Extrait présenté →

────

L’enfance saisit. L’enfance prend à pleines mains. ………… Je disais « les mains pleines » en pensant aux « mains nues », aux mains humbles, aux mains qu’on gante, aux mains qui gantent, aux mains qui animent. Antoine avait de drôles de mains. A la fois habiles et malhabiles. Mais ce n’était pas tout à fait cela… C’était comme si il y avait des choses qu’elles se donnaient le droit de faire et d’autres pas. Il en allait ainsi pour lui avec la musique ou les études, ce qu’on appelle les études. Il n’y avait pas droit, il le disait, il le formulait ainsi. Ses mains. Les mains de mon père. Ai-je beaucoup regardé ses mains ? Elles étaient assez féminines, plutôt élégantes, peut-être maniérées. Elles savaient écrire et dessiner, et manier l’appareil photo ; une écriture petite, fine et serrée ; des dessins à la plume. Et photographier était aussi écrire et dessiner. Elles savaient faire de très jolies petites toupies en mie de pain à table. Celles-ci tournaient, tournaient entre les assiettes et les couverts. Je les faisais durcir et je les peignais. C’était pour lui juste un jeu, sans revendication d’habileté. Ses mains n’ont jamais manipulé. Antoine n’a pas manipulé de marionnettes autant que je m’en souvienne. Je ne le revois même pas avec une marionnette gantée pour rire. Il y avait là une raideur. Je m’imagine que c’était une peur. Ou pourquoi pas une timidité ? Je le sentais comme mettant à distance une certaine sensualité alors qu’il me semble qu’il en faut beaucoup pour fabriquer ainsi un petit corps avec sa main. J’ai gardé cependant à l’esprit les deux araignées qui avaient des prénoms ridicules et qui descendaient d’une toile hypothétique le long de fils imaginaires en parlant avec des R roulés et des voix de vieilles dames. J’étais allongée sur le lit à ses côtés et je regardais ses mains monter et descendre au gré des histoires.

────

Tâches à réaliser →
1. D'après l'extrait sur les mains d'Antoine, qu'est-ce que ses mains savaient fabriquer à table ?
2. Prolongez en quelques phrases l'extrait sur les mains d'Antoine, à la suite de sa dernière phrase.
Les données qui suivent ne sont d'aucune utilité ici.

────

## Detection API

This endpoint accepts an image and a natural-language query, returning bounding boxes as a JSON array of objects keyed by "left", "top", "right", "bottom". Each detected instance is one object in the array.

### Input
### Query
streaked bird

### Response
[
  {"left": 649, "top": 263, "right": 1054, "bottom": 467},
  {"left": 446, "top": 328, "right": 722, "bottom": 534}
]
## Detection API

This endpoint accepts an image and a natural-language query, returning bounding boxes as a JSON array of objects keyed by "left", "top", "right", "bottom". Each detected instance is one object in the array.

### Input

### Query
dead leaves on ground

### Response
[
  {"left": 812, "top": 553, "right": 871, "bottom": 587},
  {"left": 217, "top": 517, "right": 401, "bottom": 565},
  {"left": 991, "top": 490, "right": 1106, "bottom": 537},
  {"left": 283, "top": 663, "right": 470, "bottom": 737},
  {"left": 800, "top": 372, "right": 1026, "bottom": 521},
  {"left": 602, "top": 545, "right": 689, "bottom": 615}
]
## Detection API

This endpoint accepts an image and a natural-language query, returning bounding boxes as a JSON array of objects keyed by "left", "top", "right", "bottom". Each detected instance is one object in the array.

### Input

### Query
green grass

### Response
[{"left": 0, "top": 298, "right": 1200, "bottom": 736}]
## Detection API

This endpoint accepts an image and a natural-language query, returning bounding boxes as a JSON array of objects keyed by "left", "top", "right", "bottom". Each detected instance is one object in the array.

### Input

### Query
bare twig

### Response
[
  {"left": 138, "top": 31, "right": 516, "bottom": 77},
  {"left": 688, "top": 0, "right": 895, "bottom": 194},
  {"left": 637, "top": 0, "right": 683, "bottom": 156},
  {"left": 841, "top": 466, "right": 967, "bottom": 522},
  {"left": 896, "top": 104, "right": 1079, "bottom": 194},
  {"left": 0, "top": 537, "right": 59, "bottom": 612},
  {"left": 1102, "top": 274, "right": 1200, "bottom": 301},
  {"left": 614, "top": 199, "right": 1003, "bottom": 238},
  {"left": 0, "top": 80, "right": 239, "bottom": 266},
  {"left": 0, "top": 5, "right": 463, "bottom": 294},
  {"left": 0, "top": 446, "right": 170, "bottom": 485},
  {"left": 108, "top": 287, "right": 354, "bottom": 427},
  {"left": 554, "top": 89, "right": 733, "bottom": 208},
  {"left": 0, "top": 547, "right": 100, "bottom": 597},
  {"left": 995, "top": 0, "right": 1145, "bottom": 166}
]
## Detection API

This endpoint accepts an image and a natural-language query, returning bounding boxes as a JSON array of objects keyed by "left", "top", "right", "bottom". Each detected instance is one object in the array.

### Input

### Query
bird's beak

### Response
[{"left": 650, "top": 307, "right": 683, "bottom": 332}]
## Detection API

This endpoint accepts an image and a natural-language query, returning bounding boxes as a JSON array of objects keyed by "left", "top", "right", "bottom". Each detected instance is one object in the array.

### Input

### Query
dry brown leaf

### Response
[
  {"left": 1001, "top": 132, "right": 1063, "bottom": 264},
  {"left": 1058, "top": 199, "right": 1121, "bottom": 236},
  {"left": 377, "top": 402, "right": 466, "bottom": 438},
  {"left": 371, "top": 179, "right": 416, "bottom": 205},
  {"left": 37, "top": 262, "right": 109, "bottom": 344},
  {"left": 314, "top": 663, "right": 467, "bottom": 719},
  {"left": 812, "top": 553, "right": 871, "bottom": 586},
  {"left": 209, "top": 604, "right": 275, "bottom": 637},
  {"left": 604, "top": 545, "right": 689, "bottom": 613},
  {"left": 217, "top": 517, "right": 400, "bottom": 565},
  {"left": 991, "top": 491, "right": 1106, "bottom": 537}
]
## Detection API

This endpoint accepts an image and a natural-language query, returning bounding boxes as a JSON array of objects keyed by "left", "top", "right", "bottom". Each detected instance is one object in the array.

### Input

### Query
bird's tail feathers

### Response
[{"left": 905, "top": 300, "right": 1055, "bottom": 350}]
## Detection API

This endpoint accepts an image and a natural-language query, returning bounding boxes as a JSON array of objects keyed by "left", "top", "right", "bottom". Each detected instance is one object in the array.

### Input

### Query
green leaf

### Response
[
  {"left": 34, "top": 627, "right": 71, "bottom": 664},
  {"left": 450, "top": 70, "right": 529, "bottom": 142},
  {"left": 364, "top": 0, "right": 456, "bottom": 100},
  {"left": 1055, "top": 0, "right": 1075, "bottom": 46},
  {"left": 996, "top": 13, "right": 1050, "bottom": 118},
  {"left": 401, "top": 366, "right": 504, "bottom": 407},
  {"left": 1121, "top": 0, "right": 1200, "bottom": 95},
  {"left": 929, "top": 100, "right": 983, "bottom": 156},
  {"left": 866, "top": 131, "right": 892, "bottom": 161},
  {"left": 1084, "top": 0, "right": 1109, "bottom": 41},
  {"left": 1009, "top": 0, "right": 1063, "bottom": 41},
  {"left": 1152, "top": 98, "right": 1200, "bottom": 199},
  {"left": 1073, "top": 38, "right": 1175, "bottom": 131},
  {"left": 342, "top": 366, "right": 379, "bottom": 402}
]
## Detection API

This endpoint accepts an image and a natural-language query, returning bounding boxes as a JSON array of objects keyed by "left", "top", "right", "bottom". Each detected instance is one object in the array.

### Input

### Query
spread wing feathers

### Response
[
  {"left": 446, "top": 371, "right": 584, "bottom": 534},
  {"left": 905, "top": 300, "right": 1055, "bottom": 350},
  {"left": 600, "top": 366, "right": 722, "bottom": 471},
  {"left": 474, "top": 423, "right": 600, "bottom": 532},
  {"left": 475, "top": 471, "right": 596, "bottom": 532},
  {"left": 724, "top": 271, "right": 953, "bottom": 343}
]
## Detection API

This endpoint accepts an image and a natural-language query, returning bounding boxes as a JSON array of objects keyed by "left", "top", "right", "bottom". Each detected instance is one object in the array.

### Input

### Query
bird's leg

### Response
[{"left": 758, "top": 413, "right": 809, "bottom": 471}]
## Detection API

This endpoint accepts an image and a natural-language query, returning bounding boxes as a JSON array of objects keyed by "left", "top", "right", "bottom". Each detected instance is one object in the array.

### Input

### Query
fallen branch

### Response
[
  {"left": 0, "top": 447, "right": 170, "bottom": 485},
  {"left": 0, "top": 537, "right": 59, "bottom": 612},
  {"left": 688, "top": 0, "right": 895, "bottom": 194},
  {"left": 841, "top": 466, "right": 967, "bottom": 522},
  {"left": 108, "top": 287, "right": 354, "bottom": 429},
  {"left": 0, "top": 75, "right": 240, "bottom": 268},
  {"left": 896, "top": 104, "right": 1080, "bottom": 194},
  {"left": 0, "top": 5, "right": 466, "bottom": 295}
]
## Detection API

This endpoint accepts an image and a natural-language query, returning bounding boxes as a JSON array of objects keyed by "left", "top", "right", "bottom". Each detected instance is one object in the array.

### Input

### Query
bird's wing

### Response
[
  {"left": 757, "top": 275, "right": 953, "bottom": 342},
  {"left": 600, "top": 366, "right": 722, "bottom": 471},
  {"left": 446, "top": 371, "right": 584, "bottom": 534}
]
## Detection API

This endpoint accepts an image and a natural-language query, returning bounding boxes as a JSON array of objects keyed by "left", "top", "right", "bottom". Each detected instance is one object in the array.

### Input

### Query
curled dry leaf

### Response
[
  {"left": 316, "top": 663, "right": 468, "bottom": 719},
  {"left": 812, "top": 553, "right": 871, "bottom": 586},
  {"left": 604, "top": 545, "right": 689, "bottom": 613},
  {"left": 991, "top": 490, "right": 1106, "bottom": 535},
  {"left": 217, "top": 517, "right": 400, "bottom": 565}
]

────

Réponses fournies →
1. De très jolies petites toupies en mie de pain.

2.
Les mains pleines. Aux innocents les mains pleines. Les mains, âmes de la marionnette comme l’âme du violon ; vibration. Prendre à pleines mains. S’emparer. Qui s’empare de qui ? On s’empare de la marionnette ou c’est la marionnette qui s’empare de vous ? Les marionnettes, ces petits corps morts qu’on enfante à bras le corps, haut la main, et qui redressés deviennent des hommes, des femmes, des ogres, des sorcières ou des animaux ou quantité de vies qu’on veut s’inventer. Les mains pleines de vies, pleines des vies qu’on fait fleurir. Ecloses elles sont là, arrogantes, reines, et elles vous dévorent jusqu’à l’épaule. Vous mangent. Vous cachent. On est un grand arbre. Au bout des bras s’ouvrent deux grandes fleurs. Et on a la bouche pleine de leurs mots.

 

Jeanne Vitez

Mars 2010

Les mains pleines.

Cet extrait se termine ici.